__Your instructions__: Reproduce the listing below word for word, keeping every line unchanged.

Point placement records:
════════════════════
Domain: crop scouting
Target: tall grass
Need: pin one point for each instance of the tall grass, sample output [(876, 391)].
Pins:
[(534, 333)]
════════════════════
__The result__:
Domain: crop scouting
Target: tall grass
Need: pin one point for each instance of the tall grass, sample output [(876, 391)].
Pins:
[(534, 333)]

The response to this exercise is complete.